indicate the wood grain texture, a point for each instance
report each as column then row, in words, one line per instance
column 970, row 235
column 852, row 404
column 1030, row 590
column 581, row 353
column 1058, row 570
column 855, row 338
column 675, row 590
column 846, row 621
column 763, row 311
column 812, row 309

-------------------------

▶ Task brief
The listing must be repeated in full, with nothing altered.

▶ Task result
indicate the wood grain texture, a point for each instance
report each as column then row, in words, one line per instance
column 970, row 235
column 852, row 404
column 1030, row 590
column 581, row 353
column 1058, row 570
column 855, row 338
column 675, row 590
column 846, row 621
column 763, row 311
column 812, row 309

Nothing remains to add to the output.